(Entries from a collection)
☆ ☆ ☆
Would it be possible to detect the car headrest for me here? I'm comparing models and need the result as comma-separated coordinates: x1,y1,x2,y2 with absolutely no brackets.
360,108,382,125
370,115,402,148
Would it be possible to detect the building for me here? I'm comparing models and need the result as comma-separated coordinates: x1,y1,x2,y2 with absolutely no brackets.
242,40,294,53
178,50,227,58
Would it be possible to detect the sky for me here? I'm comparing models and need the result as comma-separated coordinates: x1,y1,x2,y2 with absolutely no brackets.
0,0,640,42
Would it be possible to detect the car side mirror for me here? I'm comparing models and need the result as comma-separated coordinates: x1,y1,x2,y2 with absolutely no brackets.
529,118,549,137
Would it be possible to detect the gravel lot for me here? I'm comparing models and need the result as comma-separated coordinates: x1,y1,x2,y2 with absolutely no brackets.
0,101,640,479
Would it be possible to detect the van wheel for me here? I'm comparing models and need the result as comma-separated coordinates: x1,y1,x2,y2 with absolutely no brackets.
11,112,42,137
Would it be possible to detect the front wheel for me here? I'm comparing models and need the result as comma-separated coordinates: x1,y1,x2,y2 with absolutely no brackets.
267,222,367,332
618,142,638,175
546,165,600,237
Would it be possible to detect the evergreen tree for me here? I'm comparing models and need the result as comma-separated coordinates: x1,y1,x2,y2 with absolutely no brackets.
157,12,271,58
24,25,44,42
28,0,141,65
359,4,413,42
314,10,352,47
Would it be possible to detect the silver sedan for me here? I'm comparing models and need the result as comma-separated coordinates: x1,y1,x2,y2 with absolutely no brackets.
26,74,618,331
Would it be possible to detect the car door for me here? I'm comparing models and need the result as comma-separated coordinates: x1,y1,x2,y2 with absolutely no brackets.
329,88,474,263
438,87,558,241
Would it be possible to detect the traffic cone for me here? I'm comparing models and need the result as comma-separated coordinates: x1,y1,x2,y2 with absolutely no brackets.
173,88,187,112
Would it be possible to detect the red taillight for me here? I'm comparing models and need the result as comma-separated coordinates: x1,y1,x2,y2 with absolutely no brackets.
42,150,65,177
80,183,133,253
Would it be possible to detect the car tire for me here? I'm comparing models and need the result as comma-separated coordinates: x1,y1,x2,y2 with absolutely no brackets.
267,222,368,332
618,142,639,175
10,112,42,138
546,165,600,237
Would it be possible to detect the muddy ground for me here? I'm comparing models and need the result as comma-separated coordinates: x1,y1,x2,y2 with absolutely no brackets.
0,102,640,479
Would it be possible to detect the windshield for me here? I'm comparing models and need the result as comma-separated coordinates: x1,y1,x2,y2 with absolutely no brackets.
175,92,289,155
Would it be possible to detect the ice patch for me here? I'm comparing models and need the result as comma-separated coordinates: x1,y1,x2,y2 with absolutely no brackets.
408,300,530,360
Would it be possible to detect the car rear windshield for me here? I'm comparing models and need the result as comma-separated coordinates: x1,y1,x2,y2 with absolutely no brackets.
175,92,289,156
☆ ☆ ☆
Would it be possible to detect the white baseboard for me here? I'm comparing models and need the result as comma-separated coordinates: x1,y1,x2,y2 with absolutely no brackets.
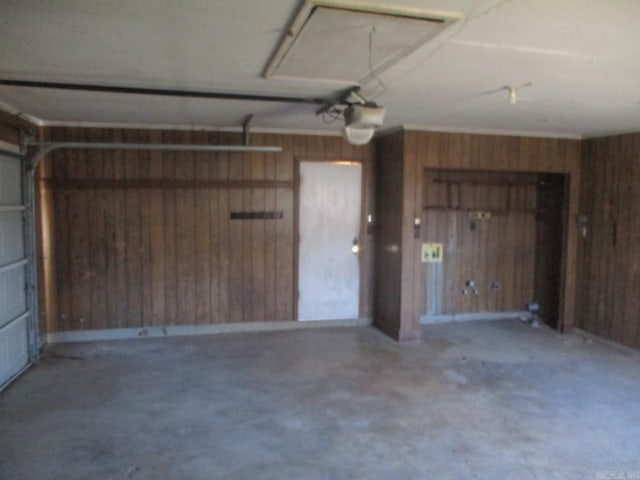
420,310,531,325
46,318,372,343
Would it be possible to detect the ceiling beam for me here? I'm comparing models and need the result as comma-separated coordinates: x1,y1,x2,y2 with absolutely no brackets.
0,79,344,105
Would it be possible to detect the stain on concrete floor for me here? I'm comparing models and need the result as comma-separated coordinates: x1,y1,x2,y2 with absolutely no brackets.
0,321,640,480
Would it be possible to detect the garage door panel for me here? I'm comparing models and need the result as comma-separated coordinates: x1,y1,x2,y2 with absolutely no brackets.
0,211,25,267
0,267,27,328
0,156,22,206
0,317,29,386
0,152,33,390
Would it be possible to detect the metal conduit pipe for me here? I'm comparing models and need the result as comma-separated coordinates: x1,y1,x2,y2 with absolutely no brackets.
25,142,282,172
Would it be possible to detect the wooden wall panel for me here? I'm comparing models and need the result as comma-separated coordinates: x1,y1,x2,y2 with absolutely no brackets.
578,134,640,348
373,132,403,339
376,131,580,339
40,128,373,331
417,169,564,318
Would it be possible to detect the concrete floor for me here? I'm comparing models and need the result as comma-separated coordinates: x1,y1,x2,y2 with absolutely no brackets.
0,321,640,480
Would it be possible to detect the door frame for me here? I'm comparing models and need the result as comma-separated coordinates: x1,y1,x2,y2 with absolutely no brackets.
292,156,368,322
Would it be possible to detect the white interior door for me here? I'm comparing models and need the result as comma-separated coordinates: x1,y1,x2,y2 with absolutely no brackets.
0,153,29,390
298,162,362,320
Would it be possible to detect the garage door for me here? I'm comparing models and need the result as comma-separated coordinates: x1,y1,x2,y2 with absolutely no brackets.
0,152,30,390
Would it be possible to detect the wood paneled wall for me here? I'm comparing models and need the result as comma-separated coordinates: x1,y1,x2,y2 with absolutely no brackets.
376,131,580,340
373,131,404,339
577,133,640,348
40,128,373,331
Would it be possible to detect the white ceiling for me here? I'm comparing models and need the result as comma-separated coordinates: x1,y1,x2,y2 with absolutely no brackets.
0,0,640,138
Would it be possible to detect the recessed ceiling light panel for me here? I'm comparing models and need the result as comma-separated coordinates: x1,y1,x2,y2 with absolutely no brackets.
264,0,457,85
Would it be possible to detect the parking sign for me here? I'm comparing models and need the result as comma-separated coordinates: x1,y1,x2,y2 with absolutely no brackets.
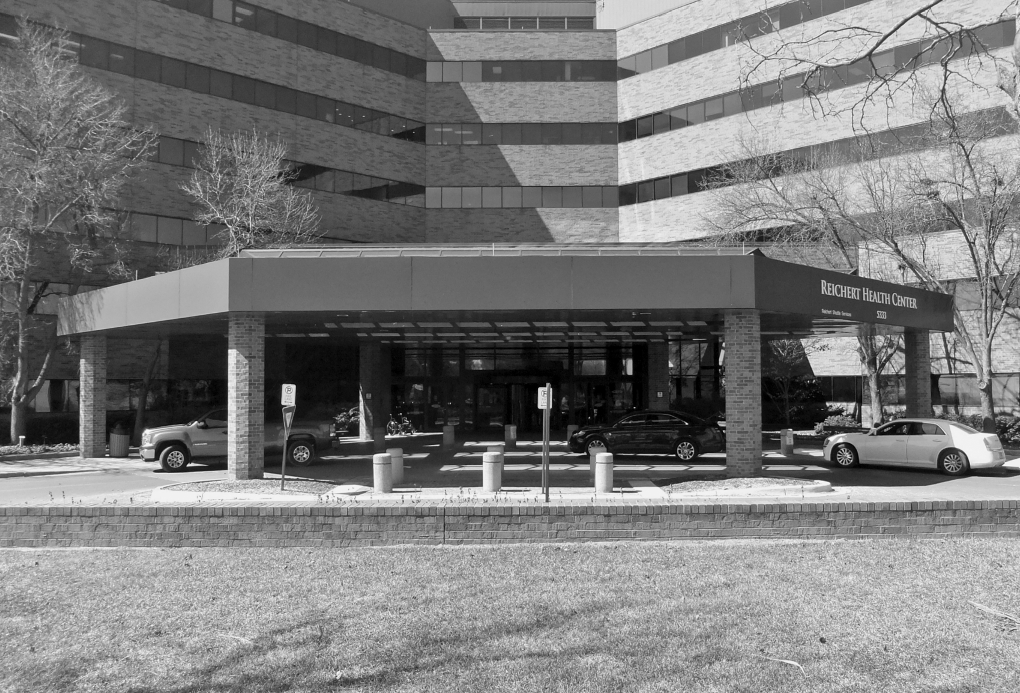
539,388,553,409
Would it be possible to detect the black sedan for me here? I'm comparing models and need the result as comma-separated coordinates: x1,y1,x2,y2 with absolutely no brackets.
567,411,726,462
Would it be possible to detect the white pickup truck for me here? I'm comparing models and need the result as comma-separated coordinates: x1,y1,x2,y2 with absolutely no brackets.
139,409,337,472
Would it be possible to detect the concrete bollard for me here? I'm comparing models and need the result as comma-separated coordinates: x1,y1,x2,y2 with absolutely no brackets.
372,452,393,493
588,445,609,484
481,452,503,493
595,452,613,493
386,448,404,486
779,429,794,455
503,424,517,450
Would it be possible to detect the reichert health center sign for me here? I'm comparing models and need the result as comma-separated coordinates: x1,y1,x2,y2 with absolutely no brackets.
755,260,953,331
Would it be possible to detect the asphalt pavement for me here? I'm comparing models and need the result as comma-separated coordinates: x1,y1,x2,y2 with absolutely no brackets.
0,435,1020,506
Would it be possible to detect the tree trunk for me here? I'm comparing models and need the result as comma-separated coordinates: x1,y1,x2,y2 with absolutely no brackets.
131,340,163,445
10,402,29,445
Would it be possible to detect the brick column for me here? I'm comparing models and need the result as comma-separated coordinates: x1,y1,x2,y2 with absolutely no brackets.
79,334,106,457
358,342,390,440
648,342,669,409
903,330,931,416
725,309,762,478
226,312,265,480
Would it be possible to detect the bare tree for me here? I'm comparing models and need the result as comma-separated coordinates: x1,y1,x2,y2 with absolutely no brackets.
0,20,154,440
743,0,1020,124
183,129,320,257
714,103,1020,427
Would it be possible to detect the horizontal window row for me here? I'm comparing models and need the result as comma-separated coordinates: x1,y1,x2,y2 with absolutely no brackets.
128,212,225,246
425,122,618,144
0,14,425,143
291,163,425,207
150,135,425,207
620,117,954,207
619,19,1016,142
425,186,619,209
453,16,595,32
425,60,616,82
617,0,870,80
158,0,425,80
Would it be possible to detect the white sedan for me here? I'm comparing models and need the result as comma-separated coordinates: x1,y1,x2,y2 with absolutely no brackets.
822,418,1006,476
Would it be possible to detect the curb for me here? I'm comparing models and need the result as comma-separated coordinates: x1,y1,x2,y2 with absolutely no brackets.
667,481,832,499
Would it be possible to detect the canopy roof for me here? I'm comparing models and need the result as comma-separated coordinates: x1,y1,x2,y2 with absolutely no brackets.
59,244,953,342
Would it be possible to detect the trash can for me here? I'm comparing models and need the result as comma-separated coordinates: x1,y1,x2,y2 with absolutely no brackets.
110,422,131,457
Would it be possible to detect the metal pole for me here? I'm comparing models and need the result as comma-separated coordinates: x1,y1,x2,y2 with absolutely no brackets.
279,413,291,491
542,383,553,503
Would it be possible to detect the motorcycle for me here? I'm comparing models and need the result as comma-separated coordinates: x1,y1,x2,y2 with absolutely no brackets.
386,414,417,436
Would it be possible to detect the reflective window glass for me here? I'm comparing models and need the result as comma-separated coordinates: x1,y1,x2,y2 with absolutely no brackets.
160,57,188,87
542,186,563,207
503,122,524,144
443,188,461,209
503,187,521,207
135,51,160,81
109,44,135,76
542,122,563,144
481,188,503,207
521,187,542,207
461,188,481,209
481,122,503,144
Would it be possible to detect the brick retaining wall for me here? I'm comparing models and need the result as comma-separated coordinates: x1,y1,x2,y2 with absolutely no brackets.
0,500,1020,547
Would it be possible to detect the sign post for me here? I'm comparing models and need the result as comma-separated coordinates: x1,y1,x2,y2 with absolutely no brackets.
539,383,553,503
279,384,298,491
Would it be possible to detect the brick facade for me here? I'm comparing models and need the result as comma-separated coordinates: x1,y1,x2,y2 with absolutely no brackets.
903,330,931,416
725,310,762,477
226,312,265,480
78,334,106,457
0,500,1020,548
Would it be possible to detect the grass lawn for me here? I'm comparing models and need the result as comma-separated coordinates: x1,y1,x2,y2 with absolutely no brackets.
☆ ☆ ☆
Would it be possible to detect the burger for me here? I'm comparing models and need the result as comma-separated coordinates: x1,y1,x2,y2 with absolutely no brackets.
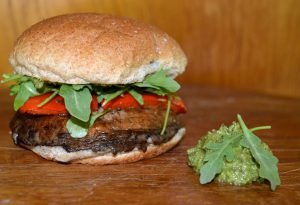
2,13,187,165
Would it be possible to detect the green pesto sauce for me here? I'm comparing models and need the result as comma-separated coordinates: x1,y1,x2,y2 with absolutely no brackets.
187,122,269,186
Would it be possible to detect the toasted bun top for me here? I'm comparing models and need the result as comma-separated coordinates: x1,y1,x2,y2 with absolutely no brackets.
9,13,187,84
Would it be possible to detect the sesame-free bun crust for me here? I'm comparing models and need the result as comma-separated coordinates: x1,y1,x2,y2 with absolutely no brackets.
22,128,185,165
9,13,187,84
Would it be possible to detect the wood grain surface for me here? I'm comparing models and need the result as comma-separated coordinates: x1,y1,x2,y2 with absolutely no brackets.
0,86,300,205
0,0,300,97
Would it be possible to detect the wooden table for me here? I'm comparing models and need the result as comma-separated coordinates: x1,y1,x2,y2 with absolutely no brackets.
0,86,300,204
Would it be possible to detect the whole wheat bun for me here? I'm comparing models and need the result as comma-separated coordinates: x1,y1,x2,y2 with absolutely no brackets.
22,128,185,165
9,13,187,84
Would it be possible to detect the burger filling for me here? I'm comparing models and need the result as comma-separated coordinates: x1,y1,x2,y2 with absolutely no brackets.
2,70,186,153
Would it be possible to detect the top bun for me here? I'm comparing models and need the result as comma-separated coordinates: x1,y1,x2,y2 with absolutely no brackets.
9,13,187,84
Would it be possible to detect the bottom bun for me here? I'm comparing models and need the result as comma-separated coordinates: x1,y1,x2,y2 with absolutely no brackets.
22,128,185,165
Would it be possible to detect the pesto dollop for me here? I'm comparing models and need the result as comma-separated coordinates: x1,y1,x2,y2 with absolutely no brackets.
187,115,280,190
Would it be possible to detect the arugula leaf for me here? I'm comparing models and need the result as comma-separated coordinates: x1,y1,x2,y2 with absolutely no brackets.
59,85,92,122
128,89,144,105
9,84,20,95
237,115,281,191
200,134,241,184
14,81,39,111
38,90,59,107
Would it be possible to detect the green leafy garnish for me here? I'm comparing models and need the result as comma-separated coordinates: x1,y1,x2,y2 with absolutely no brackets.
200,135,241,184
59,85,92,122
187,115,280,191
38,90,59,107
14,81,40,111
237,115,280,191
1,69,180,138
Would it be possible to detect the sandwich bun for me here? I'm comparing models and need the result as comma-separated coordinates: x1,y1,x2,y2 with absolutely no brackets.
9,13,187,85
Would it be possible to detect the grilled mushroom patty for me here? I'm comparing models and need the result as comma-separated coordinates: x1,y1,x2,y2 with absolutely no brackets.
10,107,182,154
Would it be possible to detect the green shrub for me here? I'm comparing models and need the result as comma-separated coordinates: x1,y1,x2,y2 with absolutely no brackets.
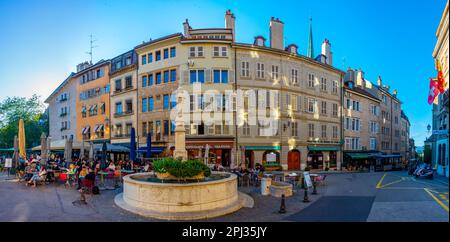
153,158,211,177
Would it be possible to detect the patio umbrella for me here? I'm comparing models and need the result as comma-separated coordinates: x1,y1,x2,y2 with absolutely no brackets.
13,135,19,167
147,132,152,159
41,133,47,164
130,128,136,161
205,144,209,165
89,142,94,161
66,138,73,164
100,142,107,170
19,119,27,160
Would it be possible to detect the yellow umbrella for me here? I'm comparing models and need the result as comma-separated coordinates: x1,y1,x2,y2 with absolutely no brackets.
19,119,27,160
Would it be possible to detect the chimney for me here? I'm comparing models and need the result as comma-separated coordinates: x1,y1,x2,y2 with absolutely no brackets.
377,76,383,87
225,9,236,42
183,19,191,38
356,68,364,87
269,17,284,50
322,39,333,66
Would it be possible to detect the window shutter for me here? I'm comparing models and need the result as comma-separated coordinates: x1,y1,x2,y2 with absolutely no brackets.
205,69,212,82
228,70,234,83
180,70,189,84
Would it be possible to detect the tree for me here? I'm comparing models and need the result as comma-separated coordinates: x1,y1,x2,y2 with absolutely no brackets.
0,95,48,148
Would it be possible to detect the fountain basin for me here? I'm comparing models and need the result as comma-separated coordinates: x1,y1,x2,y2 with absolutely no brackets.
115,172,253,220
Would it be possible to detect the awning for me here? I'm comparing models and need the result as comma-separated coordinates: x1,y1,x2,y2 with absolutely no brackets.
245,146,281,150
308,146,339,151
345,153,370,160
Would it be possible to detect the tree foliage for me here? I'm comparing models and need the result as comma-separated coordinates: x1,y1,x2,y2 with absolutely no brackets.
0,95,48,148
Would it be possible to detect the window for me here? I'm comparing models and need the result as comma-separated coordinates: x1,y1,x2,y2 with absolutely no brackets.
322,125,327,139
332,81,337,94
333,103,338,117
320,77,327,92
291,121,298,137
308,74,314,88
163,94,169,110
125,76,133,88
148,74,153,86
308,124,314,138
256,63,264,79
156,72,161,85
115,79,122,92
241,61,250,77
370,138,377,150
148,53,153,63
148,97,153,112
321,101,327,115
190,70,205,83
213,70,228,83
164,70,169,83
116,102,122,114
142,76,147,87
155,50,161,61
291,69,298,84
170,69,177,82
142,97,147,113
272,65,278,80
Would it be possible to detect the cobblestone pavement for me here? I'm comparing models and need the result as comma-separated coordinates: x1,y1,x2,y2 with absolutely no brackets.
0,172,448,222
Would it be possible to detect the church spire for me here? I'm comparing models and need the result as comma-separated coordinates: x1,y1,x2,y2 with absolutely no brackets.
☆ ☆ ☆
### Exercise description
Output the lines as a Markdown table with columns Row and Line, starting with the line containing "Would it be possible to detect the car headrest" and going on through the line containing "11,112,42,137", omitting blank lines.

### Right answer
| Row | Line |
|---|---|
| 1 | Would it be possible to detect the car headrest for me here? I'm comparing models and need the result as comma-separated coordinates: x1,y1,x2,y2 with absolutely no brackets. |
| 2 | 360,108,382,125 |
| 3 | 370,115,402,148 |
| 4 | Would it be possible to detect the building for me here? I'm comparing models and need the result as comma-separated coordinates: x1,y1,x2,y2 with absolutely no brackets. |
| 5 | 242,40,294,53 |
| 6 | 178,50,227,58 |
| 7 | Would it be possible to detect the sky for me here? I'm comparing models and need the result as comma-separated coordinates: x1,y1,x2,y2 with absolutely no brackets. |
| 8 | 0,0,640,42 |
| 9 | Would it be possible to detect the car side mirror for me here? I'm comparing models and need the result as comma-separated coordinates: x1,y1,x2,y2 with absolutely no brackets. |
| 10 | 529,118,549,137 |
| 11 | Would it be possible to detect the gravel lot for me here? I'm comparing models and need the result as comma-separated coordinates: x1,y1,x2,y2 with absolutely no brackets. |
| 12 | 0,101,640,479 |
| 13 | Would it be possible to detect the van wheel for me here? I'm comparing models and need the result as comma-separated coordinates: x1,y1,x2,y2 with absolutely no brackets. |
| 14 | 11,112,42,137 |